Task description:
Return each line of the material below word for word, with nothing changed, added, or left out.
---+---
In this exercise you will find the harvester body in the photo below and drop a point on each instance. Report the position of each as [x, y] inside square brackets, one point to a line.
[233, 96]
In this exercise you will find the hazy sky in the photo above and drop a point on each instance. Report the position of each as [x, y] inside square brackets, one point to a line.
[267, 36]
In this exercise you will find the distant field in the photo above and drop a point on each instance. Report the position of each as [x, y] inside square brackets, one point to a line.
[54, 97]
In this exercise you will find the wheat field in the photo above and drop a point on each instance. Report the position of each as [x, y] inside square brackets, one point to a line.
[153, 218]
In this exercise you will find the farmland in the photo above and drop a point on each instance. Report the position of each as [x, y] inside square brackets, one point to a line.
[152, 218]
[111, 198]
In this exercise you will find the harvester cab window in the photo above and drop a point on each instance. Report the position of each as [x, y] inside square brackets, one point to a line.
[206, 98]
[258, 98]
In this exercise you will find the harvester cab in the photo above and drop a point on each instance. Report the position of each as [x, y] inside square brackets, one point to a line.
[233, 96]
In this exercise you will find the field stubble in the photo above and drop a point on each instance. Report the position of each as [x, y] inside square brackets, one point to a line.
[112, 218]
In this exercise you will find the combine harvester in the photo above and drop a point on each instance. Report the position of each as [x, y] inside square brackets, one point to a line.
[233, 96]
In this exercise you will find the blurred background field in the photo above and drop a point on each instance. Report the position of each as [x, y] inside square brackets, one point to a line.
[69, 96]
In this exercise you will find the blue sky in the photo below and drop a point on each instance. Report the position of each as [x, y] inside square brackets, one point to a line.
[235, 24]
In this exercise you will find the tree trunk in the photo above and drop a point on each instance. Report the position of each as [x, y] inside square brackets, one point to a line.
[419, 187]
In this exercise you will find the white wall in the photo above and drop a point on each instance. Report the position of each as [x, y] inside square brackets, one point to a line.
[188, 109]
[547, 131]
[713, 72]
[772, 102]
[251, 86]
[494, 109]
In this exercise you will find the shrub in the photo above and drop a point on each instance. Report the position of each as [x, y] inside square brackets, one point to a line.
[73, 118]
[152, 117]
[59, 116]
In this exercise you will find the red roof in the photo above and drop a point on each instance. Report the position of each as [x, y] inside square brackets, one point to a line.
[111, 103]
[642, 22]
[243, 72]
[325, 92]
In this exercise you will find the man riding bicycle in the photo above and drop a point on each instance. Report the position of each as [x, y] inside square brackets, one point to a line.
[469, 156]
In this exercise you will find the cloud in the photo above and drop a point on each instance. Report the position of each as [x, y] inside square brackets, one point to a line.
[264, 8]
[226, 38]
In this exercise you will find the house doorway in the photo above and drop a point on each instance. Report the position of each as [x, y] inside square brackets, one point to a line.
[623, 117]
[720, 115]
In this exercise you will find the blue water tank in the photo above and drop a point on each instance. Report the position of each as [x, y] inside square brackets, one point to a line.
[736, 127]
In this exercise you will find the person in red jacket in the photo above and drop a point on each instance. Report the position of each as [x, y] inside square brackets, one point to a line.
---+---
Output of the task:
In this exercise you will find the harvester body in the photo below and drop a point on each instance. Report the position of each as [x, y] inside square brackets, one point to a line.
[233, 96]
In this exercise you will find the hazy sky in the photo above and drop a point on each instance. Report the position of each as [x, y] inside square brackets, one point to a line.
[267, 36]
In this exercise you will find the distant field in the photo above and drop a point on each instance. Report the position of each as [x, y] inside square brackets, one point to a line.
[54, 97]
In this exercise you will find the wheat field in the photo above and drop a point on each instance. Report the position of each as [x, y] inside square brackets, one point to a line.
[153, 218]
In this exercise you will find the farmland in the photo above and drop a point on each instance. Report the position of each as [x, y] inside square brackets, one point to a line.
[152, 218]
[111, 198]
In this exercise you will find the harvester cab window in the photo above and drop a point on each instance. Report the position of each as [x, y] inside square brackets, one point to a line.
[206, 98]
[258, 98]
In this exercise you will find the harvester cab in the photo above and drop a point on each instance. Report the position of each as [x, y] inside square brackets, one point to a line.
[233, 96]
In this exercise you will find the field stubble in the photo above and drop a point on each instance. Report the position of each as [x, y] inside square brackets, one point to a line.
[112, 218]
In this exercise you will find the combine harvester in the photo above and drop a point on each instance. Report the position of each as [x, y] inside square brackets, one point to a line.
[233, 96]
In this exercise you will find the blurred background field in the photo above and drop a point on each instance. Report the position of each as [x, y] inside square brackets, one point to a line.
[69, 96]
In this exercise you will find the blue sky in the photo below and drop a point on each instance. Report the position of each as [x, y] inside square brackets, one point to a line.
[235, 24]
In this exercise you will find the tree trunk in the photo above and drop a point on each instance. Report the position of each as [x, y] inside square brackets, one point to a line.
[419, 187]
In this exercise you will find the white wall in the photo above and drop a point on each instance. Report the position of each as [x, y] inside square brackets, one point to a line.
[188, 109]
[547, 131]
[713, 72]
[772, 102]
[251, 86]
[494, 109]
In this exercise you will find the shrub in the photo above and drop a point on each instance. Report the position of each as [x, y] inside square brackets, one point to a line.
[73, 118]
[152, 117]
[59, 116]
In this exercise you will find the red roof in the photo above and drop a point on each instance. Report the position of each as [x, y] inside square brackets, one point to a line.
[111, 103]
[642, 22]
[243, 72]
[325, 92]
In this exercise you will find the man riding bicycle in the photo above and drop a point on each instance. Report the position of each as [x, y] inside square brackets, one point to a line.
[469, 156]
In this exercise you will find the cloud in the photo above and drop a point on each instance. Report the position of each as [x, y] inside square brackets, one point to a line.
[264, 8]
[226, 38]
In this exercise you will find the house doorway in the photo above and drop a point on each instance. Report the position of each as [x, y] inside square brackets, one point to a line.
[623, 117]
[720, 115]
In this exercise you will find the blue water tank in the photo above and drop a point on each instance. Report the position of each as [x, y] inside square brackets, one point to a line.
[736, 127]
In this exercise you will find the person in red jacket in the photo above and drop a point on each instance. Report the position of each as [x, y] inside square brackets, one point to a line.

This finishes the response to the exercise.